**SUPPLIED TEXT**.
────────────────
# Greyhound Ending All Bus Routes in Western Canada



## NS VIA Fan (Jul 9, 2018)

Some Extra Passengers for the Canadian??

Greyhound has announced they will end all intercity and transcontinental bus service west of Ontario this October. Only route remaining will be Vancouver-Seattle

http://www.cbc.ca/news/business/greyhound-cancellations-alberta-manitoba-saskatchewan-british-columbia-1.4739459


----------



## Pere Flyer (Jul 9, 2018)

Are there other intercity bus services that serve Western Canada? If not, that’s a problem, and hopefully another bus company can step in and find a sustainable market like what Jefferson Lines and Peter Pan have done south of the parallel.


----------



## Bob Dylan (Jul 9, 2018)

NS VIA Fan said:


> Some Extra Passengers for the Canadian??
> 
> Greyhound has announced they will end all intercity and transcontinental bus service west of Ontario this October. Only route remaining will be Vancouver-Seattle
> 
> http://www.cbc.ca/news/business/greyhound-cancellations-alberta-manitoba-saskatchewan-british-columbia-1.4739459


Wow, how will the folks on the Praries and in the boondocks travel that don't live close to the Canadian Route?


----------



## Trogdor (Jul 9, 2018)

Bob Dylan said:


> Wow, how will the folks on the Praries and in the boondocks travel that don't live close to the Canadian Route?


Probably the same way most of them are traveling now.

Greyhound is ending service due to low (and declining) ridership. That means most folks have already found alternate means to travel.


----------



## railiner (Jul 10, 2018)

It's a sad day in Greyhound Canada history...






After a long period of decline, they are finally throwing in the towel on most of their remaining routes.

Perhaps it would have been better, if FirstGroup, its UK based owner, would have tried to sell the whole company intact? Or maybe not...

As for other carrier's filling the vacuum...maybe, in a few viable portions. Some have tried, and then quit.

Some government agencies have already said they would not grant any subsidies in their jurisdiction.

As for the mentioned Vancouver, BC - Seattle route...that is operated by the US based Greyhound Lines, Inc. And they are abandoning many routes, as well, with each new timetable...


----------



## Swadian Hardcore (Jul 10, 2018)
────────────────
**TASK SET**.
(a) Translate this sentence from the Greyhound thread into Spanish: "Greyhound is ending service due to low (and declining) ridership."
(b) Copy the Greyhound thread word for word, starting with "It's a sad day" and going on through "in their jurisdiction.".
(c) According to the Greyhound thread, which route is the only one that will remain?
The items after the Greyhound thread are separate material.
────────────────
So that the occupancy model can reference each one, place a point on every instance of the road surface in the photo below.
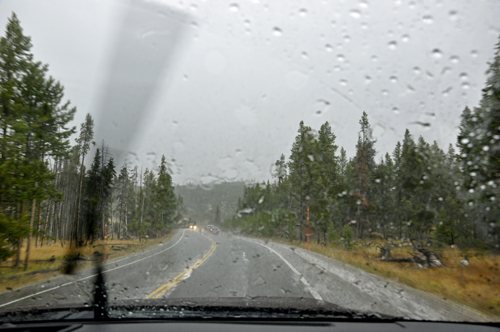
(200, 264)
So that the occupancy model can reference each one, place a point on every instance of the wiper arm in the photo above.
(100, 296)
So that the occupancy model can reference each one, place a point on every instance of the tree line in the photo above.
────────────────
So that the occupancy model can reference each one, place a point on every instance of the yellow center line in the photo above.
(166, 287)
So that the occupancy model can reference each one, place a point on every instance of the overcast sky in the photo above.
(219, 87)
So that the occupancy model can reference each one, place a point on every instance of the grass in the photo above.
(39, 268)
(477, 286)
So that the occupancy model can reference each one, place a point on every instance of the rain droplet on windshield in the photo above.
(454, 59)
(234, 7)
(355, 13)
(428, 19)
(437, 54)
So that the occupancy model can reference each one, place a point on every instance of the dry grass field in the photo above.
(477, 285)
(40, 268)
────────────────
**OUTPUTS**.
(a) Greyhound está terminando su servicio debido a la baja (y decreciente) cantidad de pasajeros.

(b)
It's a sad day in Greyhound Canada history...






After a long period of decline, they are finally throwing in the towel on most of their remaining routes.

Perhaps it would have been better, if FirstGroup, its UK based owner, would have tried to sell the whole company intact? Or maybe not...

As for other carrier's filling the vacuum...maybe, in a few viable portions. Some have tried, and then quit.

Some government agencies have already said they would not grant any subsidies in their jurisdiction.

(c) Vancouver-Seattle.